#### TAREFAS:
1. Liste todas as instituições citadas no trecho sobre as estradas, com o nome completo e a sigla.
2. Reescreva a parte do trecho sobre as estradas que vai de "De acordo com" até "e 2.877 óbitos.", substituindo "acidentes" por "ocorrências".
3. No trecho sobre as estradas, que porcentagem das estradas está em perfeitas condições de trânsito?

#### TRECHO FORNECIDO:
De acordo com levantamento realizado pela Confederação Nacional dos Transportes (CNT), apenas 8,9% das estradas estão em perfeitas condições de trânsito. Isso explica, em parte, os dados coletados pela Polícia Rodoviária Federal (PRF), segundo os quais de janeiro a outubro as rodovias registraram 28.480 mil acidentes e 2.877 óbitos.

"O investimento na malha rodoviária tem de ser perene. Não é possível resolver o problema do Brasil em quatro anos, é preciso fazer um planejamento a longo prazo", critica o economista Marcus Quintella, diretor da área de Transportes da Fundação Getúlio Vargas (FGV), acrescentando a redução de investimentos no setor nos últimos quatro anos.

#### LINHAS LISTADAS:
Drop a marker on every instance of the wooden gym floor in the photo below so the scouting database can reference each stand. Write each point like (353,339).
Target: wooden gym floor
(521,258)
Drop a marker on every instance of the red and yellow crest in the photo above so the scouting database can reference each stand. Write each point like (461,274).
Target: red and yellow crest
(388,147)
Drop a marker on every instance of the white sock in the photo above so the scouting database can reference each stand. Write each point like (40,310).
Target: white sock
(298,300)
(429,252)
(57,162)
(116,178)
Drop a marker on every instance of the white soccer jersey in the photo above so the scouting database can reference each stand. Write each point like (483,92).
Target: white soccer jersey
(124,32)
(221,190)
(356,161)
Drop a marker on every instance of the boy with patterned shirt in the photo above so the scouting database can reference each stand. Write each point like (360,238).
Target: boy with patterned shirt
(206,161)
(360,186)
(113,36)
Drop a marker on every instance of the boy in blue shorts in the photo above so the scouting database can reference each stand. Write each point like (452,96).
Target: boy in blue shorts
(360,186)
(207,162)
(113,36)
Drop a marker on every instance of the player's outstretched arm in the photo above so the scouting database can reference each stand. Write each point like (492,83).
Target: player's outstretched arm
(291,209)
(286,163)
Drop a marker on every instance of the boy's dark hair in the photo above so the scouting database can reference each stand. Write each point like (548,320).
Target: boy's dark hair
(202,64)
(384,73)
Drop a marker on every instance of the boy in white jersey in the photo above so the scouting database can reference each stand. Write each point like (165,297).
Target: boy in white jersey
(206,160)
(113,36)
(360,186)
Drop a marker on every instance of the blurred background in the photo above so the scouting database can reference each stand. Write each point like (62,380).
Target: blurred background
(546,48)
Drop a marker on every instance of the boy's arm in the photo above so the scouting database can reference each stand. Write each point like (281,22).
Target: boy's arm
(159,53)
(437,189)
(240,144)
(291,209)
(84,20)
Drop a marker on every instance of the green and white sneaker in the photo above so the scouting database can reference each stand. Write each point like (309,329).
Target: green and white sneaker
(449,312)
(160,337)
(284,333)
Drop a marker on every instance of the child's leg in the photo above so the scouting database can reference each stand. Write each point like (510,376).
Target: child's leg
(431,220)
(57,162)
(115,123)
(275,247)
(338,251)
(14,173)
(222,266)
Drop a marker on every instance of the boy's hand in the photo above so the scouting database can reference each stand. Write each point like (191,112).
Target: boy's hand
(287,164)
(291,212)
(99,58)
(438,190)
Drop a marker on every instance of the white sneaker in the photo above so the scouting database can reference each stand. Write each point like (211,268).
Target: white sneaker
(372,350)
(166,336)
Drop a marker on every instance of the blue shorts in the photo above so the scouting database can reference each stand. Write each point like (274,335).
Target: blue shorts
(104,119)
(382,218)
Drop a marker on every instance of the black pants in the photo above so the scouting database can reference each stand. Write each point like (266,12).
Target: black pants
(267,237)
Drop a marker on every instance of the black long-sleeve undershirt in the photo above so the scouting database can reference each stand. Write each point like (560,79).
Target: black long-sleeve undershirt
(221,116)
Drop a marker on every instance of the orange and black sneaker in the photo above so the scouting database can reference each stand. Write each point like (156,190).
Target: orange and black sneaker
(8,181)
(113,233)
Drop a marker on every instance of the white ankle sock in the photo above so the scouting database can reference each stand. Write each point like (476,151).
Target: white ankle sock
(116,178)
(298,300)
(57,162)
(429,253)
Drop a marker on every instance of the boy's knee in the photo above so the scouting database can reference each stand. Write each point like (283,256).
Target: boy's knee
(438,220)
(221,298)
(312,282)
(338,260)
--
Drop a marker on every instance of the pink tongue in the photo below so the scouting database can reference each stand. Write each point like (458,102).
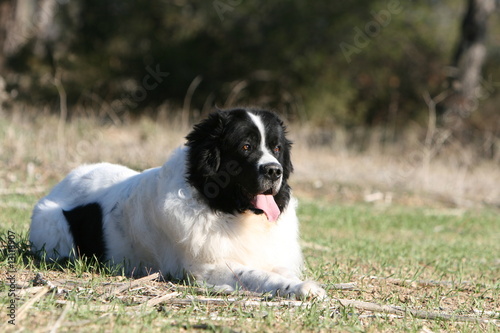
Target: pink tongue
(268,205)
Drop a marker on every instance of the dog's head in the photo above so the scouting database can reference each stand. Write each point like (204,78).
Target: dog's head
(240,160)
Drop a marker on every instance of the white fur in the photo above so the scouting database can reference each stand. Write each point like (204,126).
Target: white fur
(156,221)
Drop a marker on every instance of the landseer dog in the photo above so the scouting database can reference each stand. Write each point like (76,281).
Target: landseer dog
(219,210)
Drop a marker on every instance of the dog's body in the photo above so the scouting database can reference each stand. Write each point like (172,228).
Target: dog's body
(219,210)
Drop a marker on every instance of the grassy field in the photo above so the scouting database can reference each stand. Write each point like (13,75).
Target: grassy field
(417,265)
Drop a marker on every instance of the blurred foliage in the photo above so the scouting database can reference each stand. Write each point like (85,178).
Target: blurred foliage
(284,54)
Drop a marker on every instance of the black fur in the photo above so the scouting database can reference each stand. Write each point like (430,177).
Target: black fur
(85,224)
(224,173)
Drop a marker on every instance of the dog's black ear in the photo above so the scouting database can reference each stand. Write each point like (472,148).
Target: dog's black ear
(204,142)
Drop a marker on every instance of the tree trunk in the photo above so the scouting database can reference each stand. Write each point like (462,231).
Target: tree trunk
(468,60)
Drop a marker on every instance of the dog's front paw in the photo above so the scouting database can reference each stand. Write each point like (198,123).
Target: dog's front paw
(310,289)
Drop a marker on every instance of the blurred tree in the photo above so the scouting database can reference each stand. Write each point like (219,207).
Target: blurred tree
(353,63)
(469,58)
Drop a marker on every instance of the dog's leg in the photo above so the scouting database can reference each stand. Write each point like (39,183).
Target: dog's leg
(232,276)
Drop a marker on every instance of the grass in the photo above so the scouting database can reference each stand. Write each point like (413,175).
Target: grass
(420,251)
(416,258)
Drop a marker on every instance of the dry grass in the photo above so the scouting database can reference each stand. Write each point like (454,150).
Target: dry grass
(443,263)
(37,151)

#### RESPOSTAS:
1.
Confederação Nacional dos Transportes (CNT)
Polícia Rodoviária Federal (PRF)
Fundação Getúlio Vargas (FGV)

2.
De acordo com levantamento realizado pela Confederação Nacional dos Transportes (CNT), apenas 8,9% das estradas estão em perfeitas condições de trânsito. Isso explica, em parte, os dados coletados pela Polícia Rodoviária Federal (PRF), segundo os quais de janeiro a outubro as rodovias registraram 28.480 mil ocorrências e 2.877 óbitos.

3. Apenas 8,9% das estradas.